## Exercise materials
[start]
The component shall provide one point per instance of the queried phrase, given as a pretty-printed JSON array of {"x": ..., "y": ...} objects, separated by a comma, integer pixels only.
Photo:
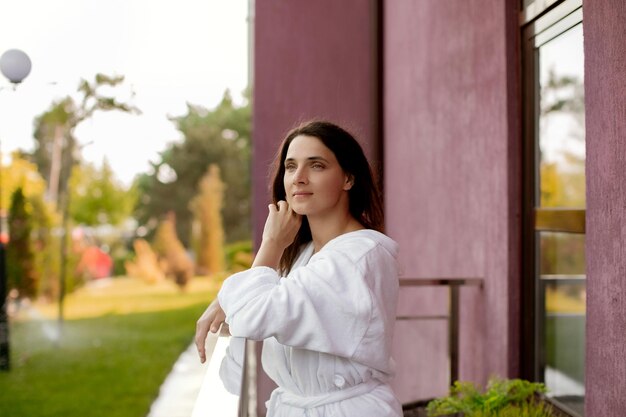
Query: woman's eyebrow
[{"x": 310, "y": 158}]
[end]
[start]
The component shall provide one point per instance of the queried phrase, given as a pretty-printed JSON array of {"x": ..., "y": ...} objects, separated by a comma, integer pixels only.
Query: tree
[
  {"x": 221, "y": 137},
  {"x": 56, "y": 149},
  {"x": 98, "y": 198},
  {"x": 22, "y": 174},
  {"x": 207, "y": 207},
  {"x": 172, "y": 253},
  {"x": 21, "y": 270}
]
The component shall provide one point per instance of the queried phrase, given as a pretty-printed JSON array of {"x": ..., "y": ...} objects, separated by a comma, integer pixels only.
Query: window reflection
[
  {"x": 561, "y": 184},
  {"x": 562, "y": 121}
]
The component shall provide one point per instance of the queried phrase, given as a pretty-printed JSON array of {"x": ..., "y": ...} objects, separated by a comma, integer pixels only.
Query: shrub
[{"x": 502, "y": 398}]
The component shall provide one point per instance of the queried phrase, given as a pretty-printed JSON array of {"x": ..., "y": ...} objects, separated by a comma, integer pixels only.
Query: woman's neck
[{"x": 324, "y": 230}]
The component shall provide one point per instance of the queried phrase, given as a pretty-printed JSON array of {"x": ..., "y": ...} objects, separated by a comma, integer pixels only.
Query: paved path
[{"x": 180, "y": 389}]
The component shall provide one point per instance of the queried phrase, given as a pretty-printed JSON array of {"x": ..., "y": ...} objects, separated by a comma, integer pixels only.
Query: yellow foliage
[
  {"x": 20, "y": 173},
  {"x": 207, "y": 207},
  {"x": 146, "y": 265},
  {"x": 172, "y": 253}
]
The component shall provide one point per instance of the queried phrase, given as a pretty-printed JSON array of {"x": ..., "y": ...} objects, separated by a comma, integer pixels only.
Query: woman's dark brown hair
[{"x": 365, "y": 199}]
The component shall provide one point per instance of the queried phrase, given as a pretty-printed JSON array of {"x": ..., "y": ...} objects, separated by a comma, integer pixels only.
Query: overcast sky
[end]
## Exercise task
Report every line of the records that contains the string "woman", copying each such line in full.

## Output of the exercise
Query: woman's eyebrow
Query: woman's neck
Query: woman's dark brown hair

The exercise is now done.